*WHAT THE EXERCISE ASKS*
Make an exact copy of all the records.

*****

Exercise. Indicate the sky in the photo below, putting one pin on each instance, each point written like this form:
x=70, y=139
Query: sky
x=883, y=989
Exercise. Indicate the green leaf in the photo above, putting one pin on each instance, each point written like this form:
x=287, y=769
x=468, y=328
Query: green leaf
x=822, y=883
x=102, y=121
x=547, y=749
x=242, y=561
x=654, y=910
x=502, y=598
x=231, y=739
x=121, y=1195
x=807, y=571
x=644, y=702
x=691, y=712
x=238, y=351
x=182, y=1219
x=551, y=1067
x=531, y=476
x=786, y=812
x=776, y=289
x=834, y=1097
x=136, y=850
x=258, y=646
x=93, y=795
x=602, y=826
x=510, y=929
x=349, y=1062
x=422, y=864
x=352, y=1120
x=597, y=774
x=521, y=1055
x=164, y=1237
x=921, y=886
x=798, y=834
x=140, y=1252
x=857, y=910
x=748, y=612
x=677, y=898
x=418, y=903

*****

*THE ANSWER*
Exercise. Indicate the sky in the photo below, putting one pin on each instance, each point written like this form:
x=70, y=139
Query: sky
x=883, y=989
Exercise. Indicate the green leaf in the photo above, putting one pin on each instance, each point written like this form:
x=287, y=769
x=468, y=328
Query: green leaf
x=822, y=883
x=102, y=121
x=547, y=749
x=242, y=561
x=654, y=910
x=502, y=598
x=231, y=739
x=121, y=1195
x=807, y=571
x=644, y=702
x=691, y=712
x=238, y=351
x=182, y=1219
x=551, y=1067
x=531, y=476
x=786, y=812
x=776, y=289
x=834, y=1097
x=136, y=850
x=258, y=646
x=93, y=795
x=602, y=826
x=510, y=929
x=349, y=1062
x=422, y=864
x=352, y=1120
x=597, y=774
x=521, y=1055
x=164, y=1237
x=921, y=886
x=798, y=834
x=140, y=1252
x=857, y=910
x=748, y=612
x=677, y=898
x=418, y=903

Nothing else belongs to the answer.